--- START OF Source text ---

# Keeping Spices Fresh



## capta (Jun 27, 2011)

I don't ever remember a tread on this subject.
I'm looking for any way to keep my spices fresh for more than a couple of weeks. It wouldn't be a bad thing if this was incorporated into a spice rack that I could mount on the boat.
I've tried jars and bags and containers that claim to be airtight. But my spices die a rather quick death, either turning into clumps or just plain losing their kick.
A few we use frequently enough that this isn't a problem, but those spices we use rarely, but often enough not to want (or remember) to buy them fresh each time, aren't lasting well.
Perhaps I should mention we live and sail primarily in the Windward Islands.
Thanks


----------



## Markwesti (Jan 1, 2013)

Ms.westi puts some rice in the salt shaker . Possibly you could come up with a way to wrap some rice in a packet that will breath and put in the spice container .


----------



## RegisteredUser (Aug 16, 2010)

Moisture absorbers and keep away from light.


----------



## JimMcGee (Jun 23, 2005)

Do you have a vacuum sealer on board?

Maybe seal the oddball spices in a vacuum bag between uses?


----------



## capta (Jun 27, 2011)

JimMcGee said:


> Do you have a vacuum sealer on board?
> 
> Maybe seal the oddball spices in a vacuum bag between uses?


Not yet, but one day soon we hope.


----------



## outbound (Dec 3, 2012)

Vacuum bagging works. Do up two of everything you want. Small jar with rescue tape around it. Fill spice rack from that. Store for when you can’t replace or for hard to get favorite vacuum bagged. Every in opaque bags or a dark locker. We also try to buy spices in metal containers and tape tops. Seems to work better than plastic.


----------



## travlin-easy (Dec 24, 2010)

Unfortunately, many of the spices I dearly love are liquid; oyster sauce, soy sauce, Yoshida Gourmet Sauce, etc... The only thing that works on these is refrigeration after they've been opened. For those of you that have not tried Oyster Sauce or Yoshida Gourmet Sauce, you are missing out on some of the tastiest sauces that you will ever find for stir fry and marinades. 

Good luck,

Gary


----------



## JimMcGee (Jun 23, 2005)

travlin-easy said:


> Unfortunately, many of the spices I dearly love are liquid; oyster sauce, soy sauce, Yoshida Gourmet Sauce, etc... The only thing that works on these is refrigeration after they've been opened. For those of you that have not tried Oyster Sauce or Yoshida Gourmet Sauce, you are missing out on some of the tastiest sauces that you will ever find for stir fry and marinades.
> 
> Good luck,
> 
> Gary


Hoisin -- yum :grin

And the real stuff will keep on the shelf, it doesn't have to go in the fridge.


----------



## hellosailor (Apr 11, 2006)

--- END OF Source text ---

## Directive A
Rewrite the entries from their start through the line containing "98 L 46 101", with "soldier" changed to "guard" and nothing else altered. Return only those lines.
The forum thread about keeping spices fresh has no connection to the entries.

--- START OF Provided records ---

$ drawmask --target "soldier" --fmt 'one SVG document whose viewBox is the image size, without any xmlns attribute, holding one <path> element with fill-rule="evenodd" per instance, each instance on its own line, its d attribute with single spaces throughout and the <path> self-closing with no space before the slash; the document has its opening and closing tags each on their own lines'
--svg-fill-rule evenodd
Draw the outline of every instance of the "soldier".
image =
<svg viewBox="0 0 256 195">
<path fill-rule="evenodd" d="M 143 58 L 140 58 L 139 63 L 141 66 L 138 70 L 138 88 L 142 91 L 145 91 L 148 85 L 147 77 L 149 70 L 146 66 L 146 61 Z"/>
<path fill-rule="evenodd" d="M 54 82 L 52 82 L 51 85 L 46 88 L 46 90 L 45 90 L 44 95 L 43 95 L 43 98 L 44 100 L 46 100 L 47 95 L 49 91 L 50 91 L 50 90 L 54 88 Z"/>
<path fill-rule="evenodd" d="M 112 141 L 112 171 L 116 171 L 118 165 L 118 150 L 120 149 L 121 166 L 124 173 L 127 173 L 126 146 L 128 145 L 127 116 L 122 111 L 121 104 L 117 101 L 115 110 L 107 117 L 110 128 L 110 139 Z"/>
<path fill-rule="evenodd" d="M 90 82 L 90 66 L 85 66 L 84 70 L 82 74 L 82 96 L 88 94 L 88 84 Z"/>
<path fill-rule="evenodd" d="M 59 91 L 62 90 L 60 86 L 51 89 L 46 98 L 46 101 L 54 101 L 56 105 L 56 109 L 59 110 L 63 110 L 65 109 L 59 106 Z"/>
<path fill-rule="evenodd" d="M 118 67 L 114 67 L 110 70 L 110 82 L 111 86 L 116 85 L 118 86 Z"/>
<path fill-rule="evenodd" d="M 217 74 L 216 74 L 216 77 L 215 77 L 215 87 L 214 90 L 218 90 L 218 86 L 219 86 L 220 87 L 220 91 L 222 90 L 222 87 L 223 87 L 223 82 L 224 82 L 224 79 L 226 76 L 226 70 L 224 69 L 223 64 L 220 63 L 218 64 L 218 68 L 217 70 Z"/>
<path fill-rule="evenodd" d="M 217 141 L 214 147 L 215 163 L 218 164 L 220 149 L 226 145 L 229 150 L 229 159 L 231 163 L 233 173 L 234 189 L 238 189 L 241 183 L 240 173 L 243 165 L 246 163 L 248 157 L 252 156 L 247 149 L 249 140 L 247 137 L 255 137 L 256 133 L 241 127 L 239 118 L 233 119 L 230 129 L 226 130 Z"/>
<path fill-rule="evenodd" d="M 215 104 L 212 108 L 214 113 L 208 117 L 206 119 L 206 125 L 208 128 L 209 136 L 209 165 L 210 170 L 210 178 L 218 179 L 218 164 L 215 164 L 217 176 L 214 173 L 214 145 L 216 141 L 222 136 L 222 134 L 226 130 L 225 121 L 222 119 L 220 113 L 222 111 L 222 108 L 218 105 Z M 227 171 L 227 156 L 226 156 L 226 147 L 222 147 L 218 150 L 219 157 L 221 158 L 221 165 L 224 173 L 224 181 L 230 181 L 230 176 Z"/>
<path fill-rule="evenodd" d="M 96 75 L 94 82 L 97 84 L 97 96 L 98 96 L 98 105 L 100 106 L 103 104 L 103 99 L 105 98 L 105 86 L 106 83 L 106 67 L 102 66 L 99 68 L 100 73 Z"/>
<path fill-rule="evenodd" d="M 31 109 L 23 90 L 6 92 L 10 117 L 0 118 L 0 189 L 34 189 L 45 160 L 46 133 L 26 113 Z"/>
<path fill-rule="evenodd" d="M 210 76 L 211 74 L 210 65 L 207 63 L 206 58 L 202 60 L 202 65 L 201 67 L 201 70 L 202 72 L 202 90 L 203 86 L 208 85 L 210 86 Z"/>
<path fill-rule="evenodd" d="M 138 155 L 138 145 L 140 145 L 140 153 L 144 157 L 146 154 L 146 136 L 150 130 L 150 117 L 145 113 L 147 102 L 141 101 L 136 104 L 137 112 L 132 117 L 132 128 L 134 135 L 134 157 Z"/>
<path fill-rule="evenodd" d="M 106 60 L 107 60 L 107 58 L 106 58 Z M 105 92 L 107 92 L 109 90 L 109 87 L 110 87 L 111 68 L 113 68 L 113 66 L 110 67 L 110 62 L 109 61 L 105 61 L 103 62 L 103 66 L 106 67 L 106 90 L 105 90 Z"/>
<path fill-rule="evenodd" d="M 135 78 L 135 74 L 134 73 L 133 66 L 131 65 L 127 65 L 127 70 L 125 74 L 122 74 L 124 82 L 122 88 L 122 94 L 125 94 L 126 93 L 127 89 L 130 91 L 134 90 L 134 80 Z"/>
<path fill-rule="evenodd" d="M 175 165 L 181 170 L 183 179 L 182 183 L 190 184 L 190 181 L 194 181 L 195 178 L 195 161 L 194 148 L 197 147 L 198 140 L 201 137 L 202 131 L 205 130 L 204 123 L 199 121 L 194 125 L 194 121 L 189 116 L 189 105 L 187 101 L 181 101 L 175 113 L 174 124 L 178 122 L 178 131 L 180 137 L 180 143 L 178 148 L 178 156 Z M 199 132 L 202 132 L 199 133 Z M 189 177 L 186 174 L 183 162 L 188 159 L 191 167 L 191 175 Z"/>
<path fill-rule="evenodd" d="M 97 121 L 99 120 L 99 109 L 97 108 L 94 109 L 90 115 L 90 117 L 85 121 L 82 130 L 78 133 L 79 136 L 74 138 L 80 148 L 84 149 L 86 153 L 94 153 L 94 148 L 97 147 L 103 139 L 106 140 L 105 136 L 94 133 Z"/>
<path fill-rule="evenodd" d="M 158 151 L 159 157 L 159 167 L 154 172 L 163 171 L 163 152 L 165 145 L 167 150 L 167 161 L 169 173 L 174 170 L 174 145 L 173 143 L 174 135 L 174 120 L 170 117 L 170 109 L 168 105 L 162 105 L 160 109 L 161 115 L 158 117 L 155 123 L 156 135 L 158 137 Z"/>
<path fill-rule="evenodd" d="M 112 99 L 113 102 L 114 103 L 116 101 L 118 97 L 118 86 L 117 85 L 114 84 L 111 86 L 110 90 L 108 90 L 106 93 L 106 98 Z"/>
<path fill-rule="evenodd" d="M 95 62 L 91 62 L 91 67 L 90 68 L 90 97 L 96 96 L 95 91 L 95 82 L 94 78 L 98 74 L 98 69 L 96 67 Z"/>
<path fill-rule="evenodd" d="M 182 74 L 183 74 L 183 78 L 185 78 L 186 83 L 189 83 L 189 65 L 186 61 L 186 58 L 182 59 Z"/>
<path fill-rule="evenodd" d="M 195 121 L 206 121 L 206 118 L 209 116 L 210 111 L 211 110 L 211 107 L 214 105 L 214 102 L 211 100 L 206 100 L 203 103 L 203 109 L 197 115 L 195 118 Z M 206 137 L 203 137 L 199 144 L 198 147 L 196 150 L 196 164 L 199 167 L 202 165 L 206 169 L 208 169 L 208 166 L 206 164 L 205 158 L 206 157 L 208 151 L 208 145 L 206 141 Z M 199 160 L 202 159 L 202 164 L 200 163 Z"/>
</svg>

--- END OF Provided records ---

## Directive B
In the forum thread on keeping spices fresh, what does Ms.westi put in the salt shaker?

## Written answer A
$ drawmask --target "guard" --fmt 'one SVG document whose viewBox is the image size, without any xmlns attribute, holding one <path> element with fill-rule="evenodd" per instance, each instance on its own line, its d attribute with single spaces throughout and the <path> self-closing with no space before the slash; the document has its opening and closing tags each on their own lines'
--svg-fill-rule evenodd
Draw the outline of every instance of the "guard".
image =
<svg viewBox="0 0 256 195">
<path fill-rule="evenodd" d="M 143 58 L 140 58 L 139 63 L 141 66 L 138 70 L 138 88 L 142 91 L 145 91 L 148 85 L 147 77 L 149 70 L 146 66 L 146 61 Z"/>
<path fill-rule="evenodd" d="M 54 82 L 52 82 L 51 85 L 46 88 L 46 90 L 45 90 L 44 95 L 43 95 L 43 98 L 44 100 L 46 100 L 47 95 L 49 91 L 50 91 L 50 90 L 54 88 Z"/>
<path fill-rule="evenodd" d="M 112 141 L 112 171 L 116 171 L 118 165 L 118 150 L 120 149 L 121 166 L 124 173 L 127 173 L 126 146 L 128 145 L 127 116 L 122 111 L 121 104 L 117 101 L 115 110 L 107 117 L 110 128 L 110 139 Z"/>
<path fill-rule="evenodd" d="M 90 82 L 90 66 L 85 66 L 84 70 L 82 74 L 82 96 L 88 94 L 88 84 Z"/>
<path fill-rule="evenodd" d="M 59 91 L 62 90 L 60 86 L 51 89 L 46 98 L 46 101 L 54 101 L 56 105 L 56 109 L 59 110 L 63 110 L 65 109 L 59 106 Z"/>

## Written answer B
Some rice.